## Start Text passage

This invention relates to traffic flow monitoring in communications networks and more particularly to systems and methods that relate flow statistics gathering to network applications.
Flow-based statistics classify network traffic using information extracted from packet headers and can provide a much greater degree of traffic visibility than interface-based packet counts. These statistics are becoming an important tool to help manage routed networks efficiently and to enable the deployment of advanced network services.
Network applications that benefit from flow-based statistics include Usage-Based Billing, Service Level Agreement (SLA) Monitoring, Traffic Engineering, Traffic Profiling, Network Security Systems and Network Troubleshooting. Of these applications, Billing and SLA Monitoring are end-to-end network services, only deployed at the edges of the network, but the others can and will be deployed at all network positions including access, edge and core. It is likely, therefore, that a node at any network position would provide flow statistics to multiple applications, and an Edge Router could reasonably be expected to support all of these applications to some degree.
Although all of the above network applications make use of flow-based statistics, they all have different requirements with respect to the granularity of flows, i.e. what fields are included in the flow definition, and/or the precision of statistics, as determined by the sampling rate. Existing flow monitoring systems do not take into account the variation in application requirements and instead are either provisioned to support a single network application or else attempt to provide the “least common denominator” among the requirements and export an excessive amount of data which consumes an unacceptable amount of network bandwidth.

## End Text passage

▸ **Challenges**
a: Answer these questions about the flow monitoring passage:
(i) What do flow-based statistics use to classify network traffic?
(ii) Which two applications are named as end-to-end network services deployed only at the edges of the network?
(iii) What determines the precision of statistics?
b: Based on the flow monitoring passage, explain why a node at any network position is likely to provide flow statistics to multiple applications.

## Start Data entries

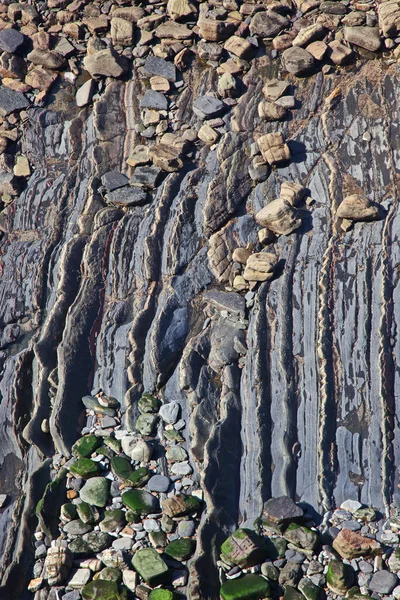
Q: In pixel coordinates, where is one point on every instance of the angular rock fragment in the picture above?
(358, 208)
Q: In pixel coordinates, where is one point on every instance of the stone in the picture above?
(95, 491)
(180, 506)
(181, 549)
(169, 412)
(140, 501)
(122, 32)
(85, 468)
(273, 148)
(280, 217)
(383, 582)
(350, 544)
(297, 61)
(358, 208)
(127, 196)
(208, 107)
(363, 37)
(249, 587)
(158, 483)
(11, 101)
(101, 590)
(106, 63)
(151, 567)
(85, 93)
(244, 548)
(86, 445)
(11, 40)
(267, 24)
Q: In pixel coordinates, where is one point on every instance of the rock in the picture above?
(280, 217)
(260, 267)
(101, 590)
(95, 491)
(122, 32)
(297, 61)
(249, 587)
(11, 40)
(158, 483)
(358, 208)
(169, 412)
(181, 549)
(180, 506)
(85, 468)
(244, 548)
(151, 567)
(273, 148)
(11, 101)
(383, 582)
(127, 196)
(58, 563)
(85, 93)
(106, 63)
(269, 111)
(350, 544)
(364, 37)
(208, 107)
(267, 24)
(140, 502)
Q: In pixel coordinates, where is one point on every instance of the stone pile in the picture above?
(131, 511)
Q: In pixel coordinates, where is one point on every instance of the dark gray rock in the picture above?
(159, 66)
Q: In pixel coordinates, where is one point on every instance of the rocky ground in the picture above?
(199, 215)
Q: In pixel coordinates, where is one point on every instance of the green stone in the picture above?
(146, 423)
(150, 566)
(86, 446)
(160, 594)
(100, 590)
(95, 491)
(339, 577)
(181, 549)
(149, 404)
(121, 467)
(110, 574)
(244, 548)
(113, 519)
(249, 587)
(85, 468)
(139, 477)
(140, 502)
(68, 512)
(87, 513)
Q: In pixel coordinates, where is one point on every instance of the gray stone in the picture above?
(169, 412)
(159, 66)
(11, 101)
(207, 107)
(11, 40)
(158, 483)
(154, 100)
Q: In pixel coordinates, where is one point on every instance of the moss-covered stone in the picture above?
(149, 404)
(181, 549)
(86, 445)
(121, 467)
(150, 566)
(100, 590)
(244, 548)
(139, 477)
(249, 587)
(85, 468)
(140, 502)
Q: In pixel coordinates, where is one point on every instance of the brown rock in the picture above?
(279, 217)
(350, 544)
(357, 208)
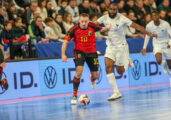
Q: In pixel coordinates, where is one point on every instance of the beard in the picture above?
(112, 15)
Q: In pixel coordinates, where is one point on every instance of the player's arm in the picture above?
(140, 28)
(143, 51)
(63, 49)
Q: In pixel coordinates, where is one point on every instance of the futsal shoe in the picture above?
(115, 96)
(164, 66)
(130, 63)
(4, 83)
(74, 100)
(93, 82)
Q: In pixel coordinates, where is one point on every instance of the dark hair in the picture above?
(155, 11)
(84, 15)
(40, 3)
(6, 23)
(48, 19)
(38, 18)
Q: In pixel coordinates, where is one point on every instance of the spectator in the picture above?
(120, 5)
(50, 34)
(164, 6)
(147, 7)
(68, 21)
(153, 5)
(63, 7)
(103, 7)
(19, 38)
(105, 12)
(6, 37)
(162, 14)
(93, 8)
(129, 6)
(73, 9)
(140, 12)
(59, 21)
(28, 14)
(50, 11)
(42, 9)
(107, 3)
(2, 13)
(84, 7)
(123, 12)
(36, 30)
(12, 11)
(147, 19)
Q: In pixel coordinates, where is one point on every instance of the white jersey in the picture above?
(116, 35)
(163, 32)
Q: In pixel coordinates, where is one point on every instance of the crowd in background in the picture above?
(44, 21)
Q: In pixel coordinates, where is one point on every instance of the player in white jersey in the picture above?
(117, 50)
(161, 44)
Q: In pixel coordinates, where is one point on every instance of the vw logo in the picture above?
(100, 75)
(2, 90)
(50, 77)
(136, 71)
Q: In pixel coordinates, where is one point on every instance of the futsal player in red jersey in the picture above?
(83, 35)
(3, 82)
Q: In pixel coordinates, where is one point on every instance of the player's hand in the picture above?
(153, 35)
(64, 58)
(143, 52)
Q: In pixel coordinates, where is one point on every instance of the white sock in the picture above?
(170, 76)
(112, 82)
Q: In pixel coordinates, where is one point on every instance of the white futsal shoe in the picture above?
(164, 66)
(93, 82)
(74, 100)
(115, 96)
(130, 63)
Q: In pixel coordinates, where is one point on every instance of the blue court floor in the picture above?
(150, 103)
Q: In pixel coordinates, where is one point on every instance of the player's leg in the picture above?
(3, 82)
(169, 65)
(79, 62)
(109, 63)
(161, 62)
(93, 64)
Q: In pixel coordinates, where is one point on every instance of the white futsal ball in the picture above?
(84, 99)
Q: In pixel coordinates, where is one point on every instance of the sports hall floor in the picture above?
(150, 102)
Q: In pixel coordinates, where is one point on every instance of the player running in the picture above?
(161, 44)
(117, 48)
(3, 82)
(83, 34)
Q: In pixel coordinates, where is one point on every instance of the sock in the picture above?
(76, 83)
(112, 82)
(170, 76)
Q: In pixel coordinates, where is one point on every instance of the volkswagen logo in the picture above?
(136, 71)
(2, 90)
(100, 75)
(50, 77)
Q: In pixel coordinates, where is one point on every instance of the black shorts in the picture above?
(90, 58)
(1, 56)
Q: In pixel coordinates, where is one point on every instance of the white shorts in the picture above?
(163, 50)
(118, 54)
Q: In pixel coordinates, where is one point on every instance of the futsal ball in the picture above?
(84, 99)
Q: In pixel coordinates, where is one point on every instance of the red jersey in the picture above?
(84, 38)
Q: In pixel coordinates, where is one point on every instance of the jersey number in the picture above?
(83, 39)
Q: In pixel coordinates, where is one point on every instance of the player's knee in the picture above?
(109, 69)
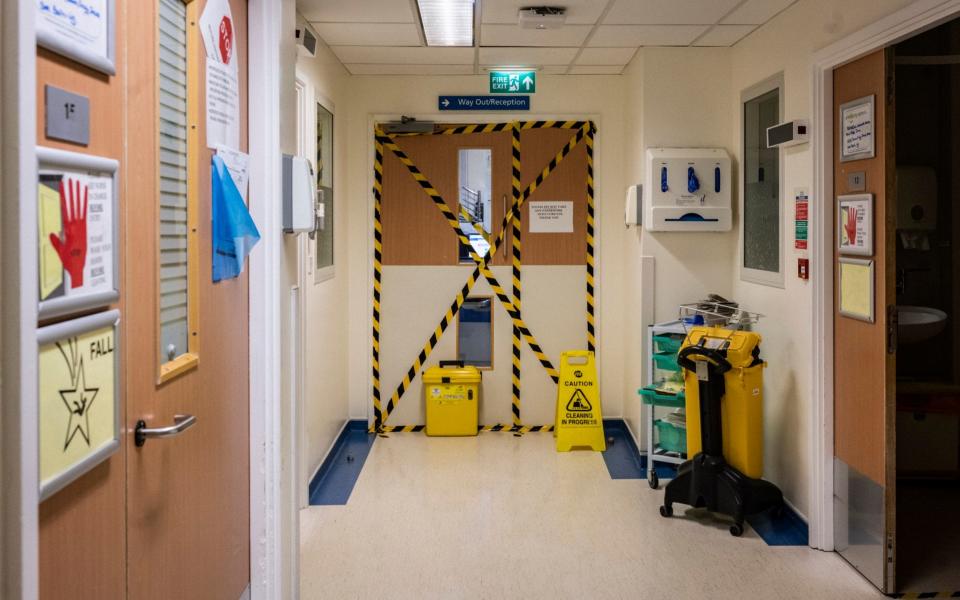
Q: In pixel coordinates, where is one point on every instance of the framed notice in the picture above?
(552, 216)
(857, 129)
(855, 224)
(82, 30)
(79, 397)
(856, 289)
(77, 232)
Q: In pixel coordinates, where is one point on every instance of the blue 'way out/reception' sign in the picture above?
(484, 102)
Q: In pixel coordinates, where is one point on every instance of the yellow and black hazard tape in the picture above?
(499, 427)
(454, 223)
(591, 326)
(495, 127)
(377, 278)
(917, 595)
(516, 184)
(381, 416)
(444, 323)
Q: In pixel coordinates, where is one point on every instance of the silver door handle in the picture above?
(181, 423)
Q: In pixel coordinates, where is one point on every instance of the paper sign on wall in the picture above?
(76, 199)
(78, 400)
(223, 105)
(551, 217)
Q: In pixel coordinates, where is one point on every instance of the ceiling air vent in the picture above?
(542, 17)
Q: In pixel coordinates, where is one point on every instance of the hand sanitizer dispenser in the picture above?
(299, 195)
(687, 189)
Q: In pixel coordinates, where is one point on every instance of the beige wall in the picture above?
(597, 97)
(325, 307)
(787, 45)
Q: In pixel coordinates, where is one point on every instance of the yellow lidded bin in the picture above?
(452, 394)
(741, 408)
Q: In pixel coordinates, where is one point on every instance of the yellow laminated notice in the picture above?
(579, 419)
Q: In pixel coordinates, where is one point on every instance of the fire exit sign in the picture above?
(513, 82)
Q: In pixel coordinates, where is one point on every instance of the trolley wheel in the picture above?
(653, 479)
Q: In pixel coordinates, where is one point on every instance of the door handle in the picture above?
(181, 423)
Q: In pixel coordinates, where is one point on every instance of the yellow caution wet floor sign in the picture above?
(579, 421)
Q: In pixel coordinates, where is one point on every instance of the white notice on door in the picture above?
(223, 106)
(551, 217)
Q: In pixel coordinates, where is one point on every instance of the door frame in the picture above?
(905, 23)
(19, 446)
(480, 118)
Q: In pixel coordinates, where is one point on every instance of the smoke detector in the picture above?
(542, 17)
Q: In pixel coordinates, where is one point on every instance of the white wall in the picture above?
(674, 97)
(325, 307)
(597, 97)
(786, 44)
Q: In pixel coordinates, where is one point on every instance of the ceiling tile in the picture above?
(757, 12)
(526, 56)
(514, 35)
(368, 34)
(368, 69)
(605, 56)
(610, 36)
(579, 12)
(357, 11)
(724, 35)
(668, 12)
(596, 69)
(392, 55)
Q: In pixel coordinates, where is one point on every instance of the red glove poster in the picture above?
(75, 237)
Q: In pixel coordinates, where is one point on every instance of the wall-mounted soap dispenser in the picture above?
(688, 189)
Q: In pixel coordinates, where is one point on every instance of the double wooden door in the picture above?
(170, 518)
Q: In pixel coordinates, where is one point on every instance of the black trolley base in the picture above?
(709, 482)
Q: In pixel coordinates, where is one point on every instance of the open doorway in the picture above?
(927, 91)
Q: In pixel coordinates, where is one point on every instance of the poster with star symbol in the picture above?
(79, 399)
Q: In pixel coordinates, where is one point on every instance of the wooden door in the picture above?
(864, 366)
(187, 496)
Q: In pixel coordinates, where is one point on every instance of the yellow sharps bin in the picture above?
(741, 408)
(452, 393)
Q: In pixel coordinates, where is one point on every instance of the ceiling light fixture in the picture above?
(447, 22)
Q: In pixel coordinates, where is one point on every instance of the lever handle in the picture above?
(181, 423)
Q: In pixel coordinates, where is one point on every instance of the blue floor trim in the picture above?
(622, 456)
(785, 529)
(336, 477)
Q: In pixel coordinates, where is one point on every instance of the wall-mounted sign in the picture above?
(855, 224)
(77, 233)
(857, 133)
(551, 216)
(513, 82)
(801, 207)
(79, 29)
(484, 103)
(856, 289)
(79, 399)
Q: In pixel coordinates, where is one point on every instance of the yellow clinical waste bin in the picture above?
(452, 393)
(741, 408)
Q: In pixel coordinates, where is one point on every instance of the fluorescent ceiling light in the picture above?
(447, 22)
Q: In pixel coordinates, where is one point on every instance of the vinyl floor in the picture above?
(499, 516)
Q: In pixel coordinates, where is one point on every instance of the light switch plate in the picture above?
(67, 116)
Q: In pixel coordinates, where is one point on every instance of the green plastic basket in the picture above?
(651, 395)
(666, 361)
(670, 437)
(668, 344)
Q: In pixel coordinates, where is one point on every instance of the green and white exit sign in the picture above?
(513, 82)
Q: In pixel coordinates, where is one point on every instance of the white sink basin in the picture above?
(919, 323)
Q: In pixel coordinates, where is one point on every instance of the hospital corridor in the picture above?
(467, 299)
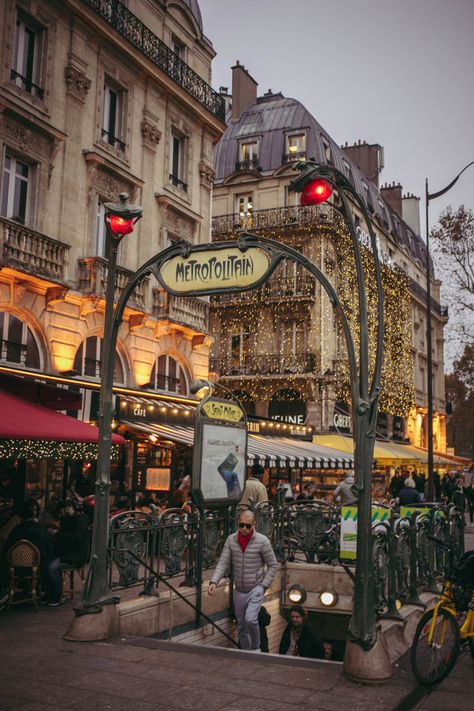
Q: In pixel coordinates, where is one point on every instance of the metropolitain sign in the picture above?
(214, 270)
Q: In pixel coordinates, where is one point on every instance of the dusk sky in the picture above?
(399, 73)
(395, 72)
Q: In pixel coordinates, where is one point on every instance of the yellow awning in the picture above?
(382, 450)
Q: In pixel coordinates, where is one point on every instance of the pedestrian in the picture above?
(343, 491)
(299, 639)
(253, 563)
(255, 490)
(469, 495)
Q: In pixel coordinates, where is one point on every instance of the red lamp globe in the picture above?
(315, 192)
(120, 226)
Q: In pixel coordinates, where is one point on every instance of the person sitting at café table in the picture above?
(71, 547)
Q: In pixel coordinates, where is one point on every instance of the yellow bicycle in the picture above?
(442, 631)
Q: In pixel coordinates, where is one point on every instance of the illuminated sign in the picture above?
(221, 410)
(210, 270)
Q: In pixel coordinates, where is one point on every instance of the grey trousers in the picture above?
(247, 606)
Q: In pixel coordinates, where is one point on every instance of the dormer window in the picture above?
(248, 156)
(295, 147)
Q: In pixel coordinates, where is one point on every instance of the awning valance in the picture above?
(267, 451)
(22, 420)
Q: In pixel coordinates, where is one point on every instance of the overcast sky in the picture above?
(395, 72)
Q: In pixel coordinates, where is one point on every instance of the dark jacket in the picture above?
(308, 644)
(71, 542)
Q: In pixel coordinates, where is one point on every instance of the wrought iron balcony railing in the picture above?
(93, 281)
(257, 364)
(118, 16)
(287, 217)
(29, 251)
(187, 310)
(297, 287)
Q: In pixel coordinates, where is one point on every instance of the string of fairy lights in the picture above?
(253, 324)
(40, 449)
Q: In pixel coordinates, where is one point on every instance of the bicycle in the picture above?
(442, 631)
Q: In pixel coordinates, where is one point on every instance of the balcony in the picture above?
(28, 251)
(274, 364)
(93, 281)
(119, 17)
(188, 310)
(284, 217)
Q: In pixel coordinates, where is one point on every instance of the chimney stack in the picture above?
(244, 90)
(368, 157)
(392, 194)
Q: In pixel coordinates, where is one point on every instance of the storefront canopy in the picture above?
(394, 452)
(267, 451)
(22, 420)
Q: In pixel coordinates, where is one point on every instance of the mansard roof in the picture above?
(269, 120)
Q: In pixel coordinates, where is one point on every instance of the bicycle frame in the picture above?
(446, 602)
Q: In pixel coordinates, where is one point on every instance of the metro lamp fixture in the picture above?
(296, 594)
(328, 598)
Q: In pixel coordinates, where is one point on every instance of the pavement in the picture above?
(40, 671)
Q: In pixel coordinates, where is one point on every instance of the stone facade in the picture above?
(93, 114)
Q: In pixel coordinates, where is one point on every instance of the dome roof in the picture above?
(194, 8)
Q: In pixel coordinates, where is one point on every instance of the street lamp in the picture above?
(120, 219)
(316, 183)
(432, 196)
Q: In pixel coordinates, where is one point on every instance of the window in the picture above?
(27, 56)
(239, 349)
(168, 374)
(18, 344)
(88, 360)
(177, 161)
(16, 189)
(326, 149)
(244, 208)
(295, 147)
(292, 338)
(113, 120)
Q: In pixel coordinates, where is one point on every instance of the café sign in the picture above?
(215, 270)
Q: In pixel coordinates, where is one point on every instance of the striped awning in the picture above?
(281, 452)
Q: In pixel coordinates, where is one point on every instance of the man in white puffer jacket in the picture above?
(254, 566)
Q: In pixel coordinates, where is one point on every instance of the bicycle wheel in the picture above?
(432, 661)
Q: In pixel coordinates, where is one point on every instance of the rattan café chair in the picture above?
(23, 561)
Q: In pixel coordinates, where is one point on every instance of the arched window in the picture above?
(168, 374)
(18, 344)
(88, 360)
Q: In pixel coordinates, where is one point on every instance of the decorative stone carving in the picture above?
(77, 83)
(206, 173)
(26, 140)
(54, 294)
(151, 134)
(136, 321)
(88, 306)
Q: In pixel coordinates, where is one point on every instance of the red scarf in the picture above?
(243, 540)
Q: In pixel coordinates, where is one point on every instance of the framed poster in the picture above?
(223, 462)
(220, 451)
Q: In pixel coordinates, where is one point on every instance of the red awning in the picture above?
(22, 420)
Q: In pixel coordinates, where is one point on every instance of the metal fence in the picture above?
(177, 544)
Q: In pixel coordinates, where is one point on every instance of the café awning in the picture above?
(267, 451)
(25, 421)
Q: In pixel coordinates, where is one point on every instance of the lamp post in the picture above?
(120, 219)
(316, 183)
(432, 196)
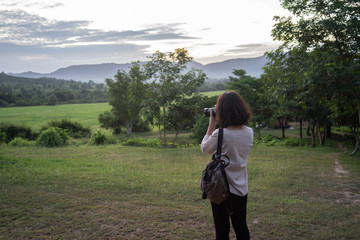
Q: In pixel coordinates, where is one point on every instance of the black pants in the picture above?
(238, 218)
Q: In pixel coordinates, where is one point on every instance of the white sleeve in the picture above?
(209, 143)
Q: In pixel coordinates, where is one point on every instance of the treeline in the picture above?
(213, 85)
(20, 91)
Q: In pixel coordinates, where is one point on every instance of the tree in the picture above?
(253, 91)
(329, 29)
(127, 94)
(170, 83)
(183, 113)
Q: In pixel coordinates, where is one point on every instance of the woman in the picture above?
(232, 114)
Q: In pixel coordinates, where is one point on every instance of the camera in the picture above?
(207, 111)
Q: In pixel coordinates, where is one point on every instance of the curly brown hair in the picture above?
(232, 110)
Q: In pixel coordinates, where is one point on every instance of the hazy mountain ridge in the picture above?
(98, 72)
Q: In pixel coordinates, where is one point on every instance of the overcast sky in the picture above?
(42, 36)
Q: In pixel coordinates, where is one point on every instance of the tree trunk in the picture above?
(164, 125)
(357, 137)
(177, 133)
(328, 130)
(322, 134)
(128, 125)
(282, 122)
(313, 137)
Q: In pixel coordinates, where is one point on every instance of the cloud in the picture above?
(20, 27)
(251, 50)
(27, 4)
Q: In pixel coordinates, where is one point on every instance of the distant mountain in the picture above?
(98, 72)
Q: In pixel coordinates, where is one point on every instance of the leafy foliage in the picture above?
(52, 137)
(73, 128)
(200, 128)
(11, 131)
(20, 91)
(148, 142)
(98, 138)
(170, 84)
(127, 94)
(20, 142)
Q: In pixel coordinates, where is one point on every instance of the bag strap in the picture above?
(219, 146)
(229, 207)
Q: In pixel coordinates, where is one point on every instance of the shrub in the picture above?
(270, 140)
(200, 128)
(74, 129)
(52, 137)
(2, 137)
(148, 142)
(18, 141)
(97, 138)
(11, 131)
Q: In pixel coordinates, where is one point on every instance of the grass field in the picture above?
(38, 116)
(119, 192)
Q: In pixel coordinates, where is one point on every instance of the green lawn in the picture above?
(119, 192)
(38, 116)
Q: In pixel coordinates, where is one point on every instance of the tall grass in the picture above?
(38, 116)
(121, 192)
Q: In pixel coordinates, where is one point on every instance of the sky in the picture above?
(43, 36)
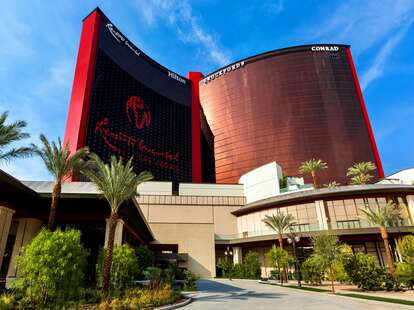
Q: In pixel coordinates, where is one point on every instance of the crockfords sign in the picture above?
(213, 76)
(176, 77)
(325, 48)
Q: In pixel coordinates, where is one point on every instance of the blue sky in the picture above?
(39, 42)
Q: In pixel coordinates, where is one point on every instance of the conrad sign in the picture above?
(224, 71)
(325, 48)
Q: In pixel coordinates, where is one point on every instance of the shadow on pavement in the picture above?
(216, 291)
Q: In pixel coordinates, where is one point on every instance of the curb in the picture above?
(176, 306)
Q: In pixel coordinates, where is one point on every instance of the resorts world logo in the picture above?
(138, 112)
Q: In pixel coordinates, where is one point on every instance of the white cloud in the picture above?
(187, 26)
(377, 67)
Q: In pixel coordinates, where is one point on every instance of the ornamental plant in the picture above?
(312, 270)
(278, 258)
(364, 271)
(124, 269)
(329, 250)
(51, 268)
(251, 265)
(404, 271)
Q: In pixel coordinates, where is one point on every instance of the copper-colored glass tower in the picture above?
(288, 106)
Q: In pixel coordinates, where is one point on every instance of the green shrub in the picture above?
(124, 268)
(339, 272)
(238, 271)
(51, 268)
(7, 301)
(312, 270)
(251, 265)
(404, 273)
(406, 248)
(145, 258)
(190, 280)
(363, 270)
(153, 274)
(148, 298)
(226, 266)
(278, 258)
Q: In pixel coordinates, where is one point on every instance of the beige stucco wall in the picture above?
(197, 240)
(191, 222)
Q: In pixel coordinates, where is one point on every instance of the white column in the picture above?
(27, 228)
(321, 214)
(410, 205)
(6, 215)
(237, 255)
(118, 232)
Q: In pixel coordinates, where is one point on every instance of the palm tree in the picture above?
(279, 223)
(332, 184)
(118, 183)
(311, 167)
(12, 133)
(360, 173)
(60, 163)
(386, 216)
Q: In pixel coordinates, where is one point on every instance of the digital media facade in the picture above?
(132, 106)
(289, 106)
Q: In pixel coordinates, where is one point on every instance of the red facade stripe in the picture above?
(76, 124)
(365, 114)
(195, 78)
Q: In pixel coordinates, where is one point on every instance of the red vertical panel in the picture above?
(365, 114)
(195, 78)
(76, 124)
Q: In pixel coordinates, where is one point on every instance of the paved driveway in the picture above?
(250, 295)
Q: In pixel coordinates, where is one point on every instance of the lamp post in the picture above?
(228, 252)
(292, 239)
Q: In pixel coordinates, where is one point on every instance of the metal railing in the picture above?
(307, 228)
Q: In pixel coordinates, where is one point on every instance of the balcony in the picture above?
(339, 227)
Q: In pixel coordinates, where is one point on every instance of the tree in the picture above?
(251, 265)
(383, 217)
(51, 268)
(332, 184)
(280, 223)
(360, 173)
(329, 250)
(312, 167)
(406, 248)
(278, 258)
(12, 133)
(60, 163)
(118, 183)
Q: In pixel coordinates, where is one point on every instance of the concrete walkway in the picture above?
(250, 295)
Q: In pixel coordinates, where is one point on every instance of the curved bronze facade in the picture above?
(288, 106)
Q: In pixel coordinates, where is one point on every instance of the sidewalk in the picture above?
(352, 289)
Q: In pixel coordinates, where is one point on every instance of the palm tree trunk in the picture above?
(313, 174)
(280, 241)
(57, 188)
(108, 256)
(390, 263)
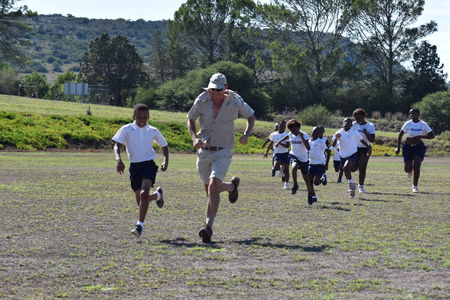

## End Data entries

▸ **Expected answers**
a:
(i) Information extracted from packet headers.
(ii) Billing and SLA Monitoring.
(iii) The sampling rate.

b: Billing and SLA Monitoring are deployed only at the network edges. The other applications (Traffic Engineering, Traffic Profiling, Network Security Systems and Network Troubleshooting) can and will be deployed at all positions, including access, edge and core. As a result, a node anywhere in the network would likely serve several of these applications.